* [PROMPT] Before you finish, make sure each line of the records has been retyped exactly.

= Beginning of Section =

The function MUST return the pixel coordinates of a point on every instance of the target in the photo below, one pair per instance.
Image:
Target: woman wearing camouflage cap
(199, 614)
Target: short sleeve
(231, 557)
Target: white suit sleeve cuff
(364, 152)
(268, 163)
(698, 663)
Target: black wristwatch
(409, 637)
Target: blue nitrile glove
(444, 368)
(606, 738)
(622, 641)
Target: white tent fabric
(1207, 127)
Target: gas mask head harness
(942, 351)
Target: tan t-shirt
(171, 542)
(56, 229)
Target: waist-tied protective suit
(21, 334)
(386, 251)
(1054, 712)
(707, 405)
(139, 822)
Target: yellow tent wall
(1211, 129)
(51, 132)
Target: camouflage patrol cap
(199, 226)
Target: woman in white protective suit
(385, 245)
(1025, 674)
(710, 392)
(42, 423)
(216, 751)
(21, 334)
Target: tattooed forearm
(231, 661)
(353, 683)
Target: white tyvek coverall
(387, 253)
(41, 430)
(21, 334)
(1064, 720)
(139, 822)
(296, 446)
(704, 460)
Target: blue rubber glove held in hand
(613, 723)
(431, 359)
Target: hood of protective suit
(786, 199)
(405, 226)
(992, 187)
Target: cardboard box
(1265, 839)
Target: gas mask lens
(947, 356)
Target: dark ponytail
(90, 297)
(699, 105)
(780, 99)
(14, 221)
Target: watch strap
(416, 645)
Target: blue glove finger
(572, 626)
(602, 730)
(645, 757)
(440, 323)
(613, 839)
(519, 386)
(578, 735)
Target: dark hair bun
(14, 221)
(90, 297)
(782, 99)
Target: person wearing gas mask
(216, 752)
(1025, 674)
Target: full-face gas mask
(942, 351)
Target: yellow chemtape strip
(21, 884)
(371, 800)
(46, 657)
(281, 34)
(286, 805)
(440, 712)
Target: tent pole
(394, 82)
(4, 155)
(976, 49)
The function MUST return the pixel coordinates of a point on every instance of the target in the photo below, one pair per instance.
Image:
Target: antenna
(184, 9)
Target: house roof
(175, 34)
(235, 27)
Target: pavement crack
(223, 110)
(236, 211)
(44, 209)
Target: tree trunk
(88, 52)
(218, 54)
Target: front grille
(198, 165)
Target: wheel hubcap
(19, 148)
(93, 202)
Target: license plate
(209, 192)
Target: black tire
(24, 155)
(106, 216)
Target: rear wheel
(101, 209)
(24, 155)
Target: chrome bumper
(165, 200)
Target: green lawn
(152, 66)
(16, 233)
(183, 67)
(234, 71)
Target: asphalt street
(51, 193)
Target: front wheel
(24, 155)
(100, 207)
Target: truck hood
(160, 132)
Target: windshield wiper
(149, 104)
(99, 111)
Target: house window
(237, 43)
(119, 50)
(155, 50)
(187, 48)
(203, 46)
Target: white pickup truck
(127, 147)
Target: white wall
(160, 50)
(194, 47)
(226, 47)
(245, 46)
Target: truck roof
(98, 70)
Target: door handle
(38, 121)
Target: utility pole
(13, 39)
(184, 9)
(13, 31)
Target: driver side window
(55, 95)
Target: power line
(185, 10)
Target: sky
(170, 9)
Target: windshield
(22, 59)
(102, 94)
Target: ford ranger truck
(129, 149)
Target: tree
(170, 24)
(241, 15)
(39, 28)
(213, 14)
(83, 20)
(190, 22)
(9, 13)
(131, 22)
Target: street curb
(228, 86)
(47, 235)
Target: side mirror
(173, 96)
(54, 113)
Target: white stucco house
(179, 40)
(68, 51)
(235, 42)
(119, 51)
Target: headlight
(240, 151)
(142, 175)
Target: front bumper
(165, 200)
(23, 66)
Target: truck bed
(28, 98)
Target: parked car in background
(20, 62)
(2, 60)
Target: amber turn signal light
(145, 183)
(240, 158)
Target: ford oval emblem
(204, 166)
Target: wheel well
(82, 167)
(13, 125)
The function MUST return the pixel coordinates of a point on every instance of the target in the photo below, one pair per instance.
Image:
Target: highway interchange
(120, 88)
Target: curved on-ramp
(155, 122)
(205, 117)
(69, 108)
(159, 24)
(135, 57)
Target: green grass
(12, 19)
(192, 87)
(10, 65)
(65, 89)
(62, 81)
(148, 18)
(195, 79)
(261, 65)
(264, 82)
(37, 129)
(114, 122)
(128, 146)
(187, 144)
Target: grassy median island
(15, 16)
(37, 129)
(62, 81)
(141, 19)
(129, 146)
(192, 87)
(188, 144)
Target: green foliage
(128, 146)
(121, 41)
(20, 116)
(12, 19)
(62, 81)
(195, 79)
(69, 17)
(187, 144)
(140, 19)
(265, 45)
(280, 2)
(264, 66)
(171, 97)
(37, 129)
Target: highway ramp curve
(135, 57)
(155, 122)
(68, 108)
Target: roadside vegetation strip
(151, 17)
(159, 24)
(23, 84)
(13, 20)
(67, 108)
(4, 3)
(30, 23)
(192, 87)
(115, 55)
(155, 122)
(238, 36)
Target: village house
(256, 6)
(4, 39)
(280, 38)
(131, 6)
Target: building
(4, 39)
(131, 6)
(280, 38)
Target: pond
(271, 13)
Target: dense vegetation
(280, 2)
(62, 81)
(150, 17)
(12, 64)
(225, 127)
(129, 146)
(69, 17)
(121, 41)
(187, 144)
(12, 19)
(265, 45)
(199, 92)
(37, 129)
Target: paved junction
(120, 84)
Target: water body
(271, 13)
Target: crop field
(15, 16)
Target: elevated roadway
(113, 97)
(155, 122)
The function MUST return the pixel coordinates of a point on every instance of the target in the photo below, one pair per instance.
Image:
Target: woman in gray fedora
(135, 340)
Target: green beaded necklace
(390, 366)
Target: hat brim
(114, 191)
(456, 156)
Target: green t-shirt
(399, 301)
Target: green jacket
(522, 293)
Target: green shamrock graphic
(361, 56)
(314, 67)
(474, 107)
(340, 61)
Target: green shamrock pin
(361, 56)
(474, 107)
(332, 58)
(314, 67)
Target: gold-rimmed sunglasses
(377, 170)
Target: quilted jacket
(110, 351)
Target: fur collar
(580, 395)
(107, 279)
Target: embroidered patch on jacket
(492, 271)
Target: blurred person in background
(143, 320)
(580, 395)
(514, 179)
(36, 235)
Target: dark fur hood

= End of Section =

* [TASK OUTPUT]
The function MUST return the pixel coordinates of a point on every instance of the target in the photo below, one pair per instance.
Image:
Target: woman wearing camouflage cap
(199, 614)
Target: short sleeve
(231, 557)
Target: white suit sleeve cuff
(364, 152)
(268, 163)
(698, 663)
Target: black wristwatch
(409, 637)
Target: blue nitrile glove
(444, 368)
(606, 738)
(622, 641)
Target: white tent fabric
(1207, 127)
Target: gas mask head harness
(942, 351)
Target: tan t-shirt
(171, 542)
(56, 229)
Target: waist-tied protective suit
(21, 334)
(386, 251)
(1054, 712)
(707, 405)
(139, 822)
Target: yellow tent wall
(1211, 129)
(51, 132)
Target: camouflage patrol cap
(199, 226)
Target: woman in white protective suit
(385, 245)
(1025, 674)
(710, 392)
(42, 423)
(216, 751)
(21, 334)
Target: tattooed forearm
(231, 661)
(353, 683)
Target: white tyvek coverall
(387, 253)
(41, 430)
(21, 334)
(1064, 720)
(139, 822)
(296, 446)
(704, 460)
Target: blue rubber glove held in hand
(613, 723)
(431, 359)
Target: hood of protective suit
(786, 199)
(405, 226)
(992, 187)
Target: cardboard box
(1265, 839)
Target: gas mask lens
(947, 356)
Target: dark ponytail
(90, 297)
(699, 105)
(780, 99)
(14, 221)
Target: watch strap
(416, 645)
Target: blue glove finger
(572, 626)
(602, 730)
(645, 757)
(440, 323)
(613, 839)
(519, 386)
(578, 735)
Target: dark hair bun
(14, 221)
(90, 297)
(782, 99)
Target: person wearing gas mask
(216, 752)
(1025, 674)
Target: full-face gas mask
(942, 351)
Target: yellow chemtape strip
(21, 884)
(371, 800)
(46, 657)
(281, 34)
(286, 805)
(440, 712)
Target: tent pole
(394, 82)
(4, 155)
(976, 49)
The function MUST return the pixel coordinates of a point on every instance of the target in the photo below, one pair per instance.
Image:
Target: antenna
(184, 9)
Target: house roof
(175, 34)
(235, 27)
Target: pavement crack
(223, 110)
(236, 211)
(44, 209)
Target: tree trunk
(88, 52)
(218, 54)
Target: front grille
(198, 165)
Target: wheel hubcap
(19, 148)
(93, 202)
Target: license plate
(209, 192)
Target: black tire
(24, 155)
(106, 216)
Target: rear wheel
(101, 209)
(24, 155)
Target: chrome bumper
(165, 200)
Target: green lawn
(152, 66)
(16, 233)
(183, 67)
(234, 71)
Target: asphalt street
(51, 193)
Target: front wheel
(24, 155)
(100, 207)
Target: truck hood
(160, 132)
Target: windshield wiper
(149, 104)
(99, 111)
Target: house window
(237, 43)
(119, 50)
(155, 50)
(187, 48)
(203, 46)
Target: white pickup truck
(127, 147)
Target: white wall
(160, 50)
(194, 47)
(226, 47)
(245, 46)
Target: truck roof
(98, 70)
Target: door handle
(38, 121)
Target: utility pole
(13, 39)
(184, 9)
(13, 31)
Target: driver side window
(55, 95)
Target: power line
(185, 10)
Target: sky
(170, 9)
Target: windshield
(22, 59)
(102, 94)
Target: ford ranger truck
(129, 149)
Target: tree
(170, 24)
(241, 15)
(39, 28)
(213, 14)
(83, 20)
(190, 22)
(9, 13)
(131, 22)
Target: street curb
(228, 86)
(47, 235)
Target: side mirror
(173, 96)
(54, 113)
Target: white stucco house
(179, 40)
(68, 51)
(235, 42)
(119, 51)
Target: headlight
(240, 151)
(142, 175)
Target: front bumper
(165, 200)
(23, 66)
Target: truck bed
(28, 98)
Target: parked car in background
(20, 62)
(2, 60)
Target: amber turn signal light
(145, 183)
(240, 158)
Target: ford oval emblem
(204, 166)
Target: wheel well
(82, 167)
(13, 125)
The function MUST return the pixel coordinates of a point on every instance of the target in the photo below, one pair per instance.
Image:
Target: highway interchange
(120, 88)
Target: curved on-ramp
(155, 122)
(205, 117)
(69, 108)
(159, 24)
(135, 57)
Target: green grass
(12, 19)
(192, 87)
(10, 65)
(65, 89)
(62, 81)
(148, 18)
(195, 79)
(261, 65)
(264, 82)
(37, 129)
(114, 122)
(128, 146)
(187, 144)
Target: grassy median island
(15, 16)
(37, 129)
(62, 81)
(141, 19)
(129, 146)
(192, 87)
(188, 144)
Target: green foliage
(128, 146)
(121, 41)
(20, 116)
(12, 19)
(62, 81)
(195, 79)
(69, 17)
(187, 144)
(140, 19)
(265, 45)
(280, 2)
(264, 66)
(171, 97)
(37, 129)
Target: highway ramp curve
(135, 57)
(155, 122)
(68, 108)
Target: roadside vegetation strip
(151, 17)
(159, 24)
(23, 84)
(13, 20)
(67, 108)
(4, 3)
(30, 23)
(192, 87)
(115, 55)
(155, 122)
(238, 36)
Target: village house
(256, 6)
(4, 39)
(280, 38)
(131, 6)
Target: building
(4, 39)
(131, 6)
(280, 38)
Target: pond
(271, 13)
Target: dense vegetation
(280, 2)
(62, 81)
(150, 17)
(12, 64)
(225, 127)
(129, 146)
(69, 17)
(121, 41)
(187, 144)
(12, 19)
(265, 45)
(199, 92)
(37, 129)
Target: paved junction
(120, 84)
Target: water body
(271, 13)
Target: crop field
(15, 16)
Target: elevated roadway
(113, 97)
(155, 122)
The function MUST return the pixel coordinates of a point on every instance of the target in the photo below, one pair per instance.
Image:
Target: woman in gray fedora
(135, 340)
Target: green beaded necklace
(390, 366)
Target: hat brim
(114, 191)
(456, 156)
Target: green t-shirt
(399, 301)
Target: green jacket
(522, 293)
Target: green shamrock graphic
(361, 56)
(314, 67)
(474, 107)
(340, 61)
Target: green shamrock pin
(361, 56)
(474, 107)
(332, 58)
(314, 67)
Target: gold-rimmed sunglasses
(377, 170)
Target: quilted jacket
(110, 351)
Target: fur collar
(580, 395)
(107, 279)
Target: embroidered patch on jacket
(492, 271)
Target: blurred person in background
(143, 320)
(580, 395)
(514, 179)
(36, 235)
Target: dark fur hood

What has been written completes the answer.